EXERCISE BRIEF: Identify each line in the material below that contains the string "tiled" and copy those lines out in full. Case counts.

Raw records

· · · ·

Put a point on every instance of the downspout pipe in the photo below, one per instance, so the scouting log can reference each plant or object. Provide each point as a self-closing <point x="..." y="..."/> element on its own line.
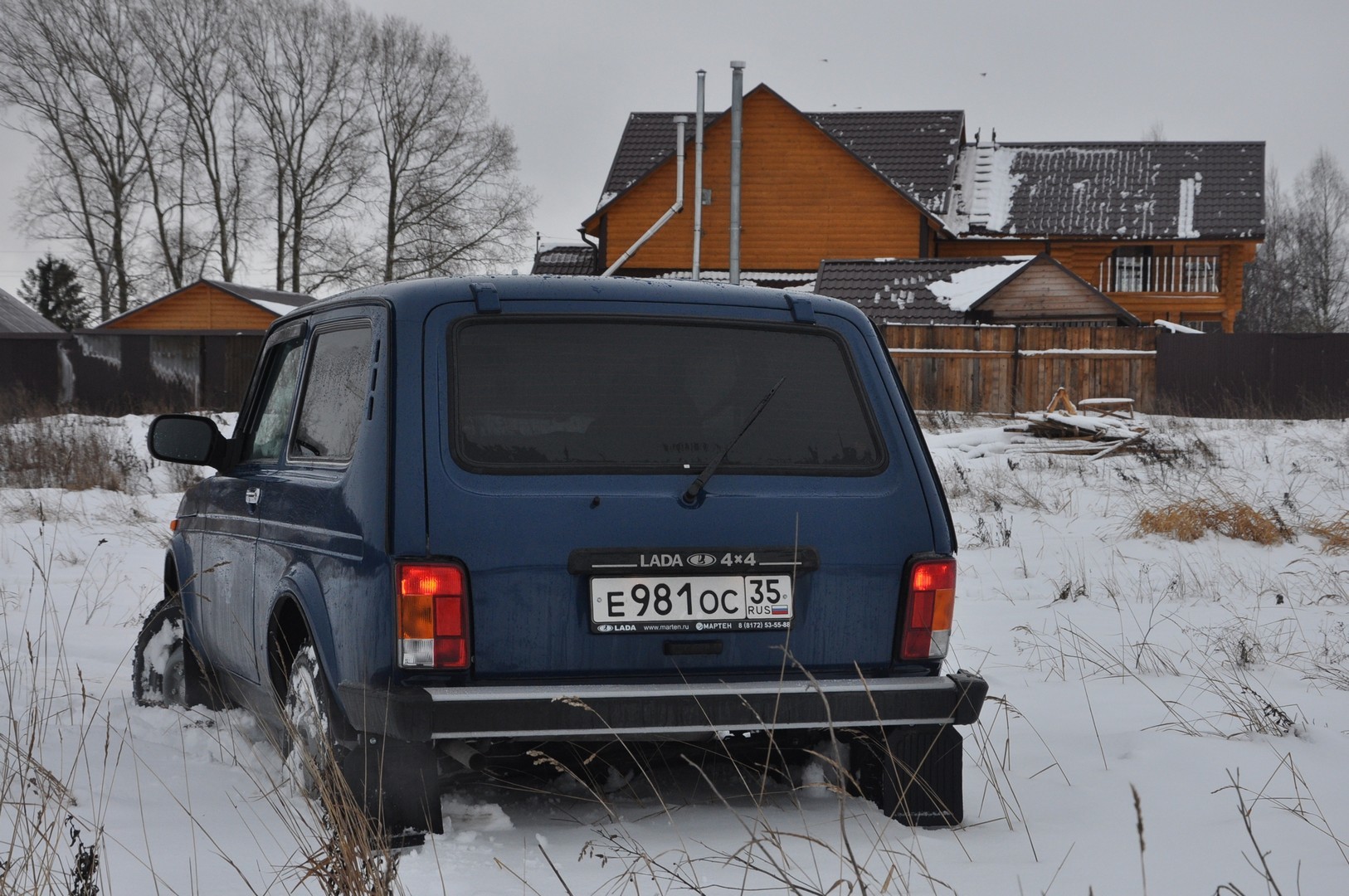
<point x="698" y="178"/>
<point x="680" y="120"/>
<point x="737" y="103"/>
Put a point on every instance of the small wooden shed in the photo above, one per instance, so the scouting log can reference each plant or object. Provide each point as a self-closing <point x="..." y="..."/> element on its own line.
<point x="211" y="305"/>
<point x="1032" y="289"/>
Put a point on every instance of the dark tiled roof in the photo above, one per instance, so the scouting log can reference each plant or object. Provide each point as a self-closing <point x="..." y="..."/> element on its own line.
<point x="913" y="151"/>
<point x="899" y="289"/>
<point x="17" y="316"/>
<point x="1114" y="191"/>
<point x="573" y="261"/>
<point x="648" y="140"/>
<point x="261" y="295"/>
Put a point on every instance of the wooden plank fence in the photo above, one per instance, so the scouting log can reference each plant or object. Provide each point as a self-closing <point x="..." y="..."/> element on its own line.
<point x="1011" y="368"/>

· · · ·

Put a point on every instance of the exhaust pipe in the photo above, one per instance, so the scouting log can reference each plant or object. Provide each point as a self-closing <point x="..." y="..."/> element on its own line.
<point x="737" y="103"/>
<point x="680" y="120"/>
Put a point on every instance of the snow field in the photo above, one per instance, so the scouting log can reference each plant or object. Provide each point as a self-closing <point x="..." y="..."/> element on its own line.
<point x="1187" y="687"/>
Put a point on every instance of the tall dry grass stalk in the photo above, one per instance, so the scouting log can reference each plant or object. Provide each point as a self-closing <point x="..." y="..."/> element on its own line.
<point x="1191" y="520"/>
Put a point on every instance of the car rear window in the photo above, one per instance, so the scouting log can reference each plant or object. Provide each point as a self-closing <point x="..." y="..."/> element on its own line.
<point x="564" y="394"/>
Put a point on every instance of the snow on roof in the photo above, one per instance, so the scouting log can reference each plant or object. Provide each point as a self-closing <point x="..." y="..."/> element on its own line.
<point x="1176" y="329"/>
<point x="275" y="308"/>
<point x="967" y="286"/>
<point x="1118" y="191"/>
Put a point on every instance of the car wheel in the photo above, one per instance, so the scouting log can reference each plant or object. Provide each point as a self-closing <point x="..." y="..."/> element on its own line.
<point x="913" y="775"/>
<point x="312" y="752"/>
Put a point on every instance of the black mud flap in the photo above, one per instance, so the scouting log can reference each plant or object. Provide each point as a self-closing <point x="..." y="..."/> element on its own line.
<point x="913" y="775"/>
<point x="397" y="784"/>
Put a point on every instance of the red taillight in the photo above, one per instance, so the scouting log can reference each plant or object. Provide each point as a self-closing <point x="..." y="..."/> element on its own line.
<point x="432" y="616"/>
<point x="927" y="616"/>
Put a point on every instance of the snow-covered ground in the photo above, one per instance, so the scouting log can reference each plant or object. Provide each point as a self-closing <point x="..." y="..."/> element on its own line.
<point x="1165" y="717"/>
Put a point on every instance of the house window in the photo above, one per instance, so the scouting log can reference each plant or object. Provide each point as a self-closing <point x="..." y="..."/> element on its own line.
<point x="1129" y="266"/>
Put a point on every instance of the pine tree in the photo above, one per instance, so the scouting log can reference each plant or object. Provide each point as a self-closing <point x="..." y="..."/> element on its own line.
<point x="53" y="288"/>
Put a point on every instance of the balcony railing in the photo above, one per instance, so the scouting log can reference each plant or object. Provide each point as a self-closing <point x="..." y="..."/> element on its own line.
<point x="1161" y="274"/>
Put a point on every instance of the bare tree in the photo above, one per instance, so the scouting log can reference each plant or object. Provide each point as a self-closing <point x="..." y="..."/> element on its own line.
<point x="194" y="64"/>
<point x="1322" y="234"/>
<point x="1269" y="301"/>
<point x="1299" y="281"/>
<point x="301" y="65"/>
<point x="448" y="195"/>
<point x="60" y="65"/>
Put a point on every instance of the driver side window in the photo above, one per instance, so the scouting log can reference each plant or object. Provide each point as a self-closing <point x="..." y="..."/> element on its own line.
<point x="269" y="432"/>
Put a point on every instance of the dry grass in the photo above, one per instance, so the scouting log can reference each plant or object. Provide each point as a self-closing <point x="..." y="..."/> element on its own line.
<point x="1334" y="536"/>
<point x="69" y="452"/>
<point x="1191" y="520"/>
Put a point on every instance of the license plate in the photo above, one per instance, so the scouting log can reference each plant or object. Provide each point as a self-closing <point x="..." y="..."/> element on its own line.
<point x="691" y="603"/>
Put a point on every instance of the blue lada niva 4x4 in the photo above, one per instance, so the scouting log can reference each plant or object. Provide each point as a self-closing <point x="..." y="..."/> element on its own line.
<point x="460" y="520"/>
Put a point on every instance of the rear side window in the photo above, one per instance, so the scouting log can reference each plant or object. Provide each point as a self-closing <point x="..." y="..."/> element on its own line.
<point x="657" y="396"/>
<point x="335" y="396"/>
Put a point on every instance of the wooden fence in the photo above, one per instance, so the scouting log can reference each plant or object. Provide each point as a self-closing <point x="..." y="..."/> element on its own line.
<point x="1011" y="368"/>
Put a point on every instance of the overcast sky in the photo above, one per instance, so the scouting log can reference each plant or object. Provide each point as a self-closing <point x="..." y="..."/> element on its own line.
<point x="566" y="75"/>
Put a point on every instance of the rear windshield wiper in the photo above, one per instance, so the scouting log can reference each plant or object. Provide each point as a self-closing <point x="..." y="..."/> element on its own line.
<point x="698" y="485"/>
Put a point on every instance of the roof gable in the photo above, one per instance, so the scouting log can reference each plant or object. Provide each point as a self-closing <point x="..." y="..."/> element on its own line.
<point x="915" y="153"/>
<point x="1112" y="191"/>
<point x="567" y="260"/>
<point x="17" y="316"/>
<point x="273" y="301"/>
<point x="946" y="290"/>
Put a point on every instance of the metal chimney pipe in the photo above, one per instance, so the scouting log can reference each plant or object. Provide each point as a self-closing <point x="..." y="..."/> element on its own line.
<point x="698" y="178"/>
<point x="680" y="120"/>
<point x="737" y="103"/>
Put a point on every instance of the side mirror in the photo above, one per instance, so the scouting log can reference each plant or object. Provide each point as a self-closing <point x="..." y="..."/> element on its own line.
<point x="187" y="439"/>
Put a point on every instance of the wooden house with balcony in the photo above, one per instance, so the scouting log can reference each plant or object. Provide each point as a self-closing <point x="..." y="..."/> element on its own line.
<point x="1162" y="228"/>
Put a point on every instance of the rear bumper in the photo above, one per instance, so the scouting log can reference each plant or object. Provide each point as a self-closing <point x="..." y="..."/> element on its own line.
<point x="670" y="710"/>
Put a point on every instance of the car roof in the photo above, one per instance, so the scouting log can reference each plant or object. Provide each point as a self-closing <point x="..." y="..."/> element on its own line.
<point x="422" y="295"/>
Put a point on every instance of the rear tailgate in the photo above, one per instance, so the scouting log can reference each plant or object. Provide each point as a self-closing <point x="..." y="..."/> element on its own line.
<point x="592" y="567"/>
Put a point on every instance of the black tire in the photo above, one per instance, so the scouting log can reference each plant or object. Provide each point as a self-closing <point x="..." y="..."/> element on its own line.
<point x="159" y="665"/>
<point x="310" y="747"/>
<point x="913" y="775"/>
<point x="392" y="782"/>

· · · ·

FULL RESPONSE:
Put a point on every instance of the dark tiled roof in the photo above, one per instance, so the scouting log can reference each plant or object. Provide each point as a self-closing <point x="..." y="..."/> element on its own line.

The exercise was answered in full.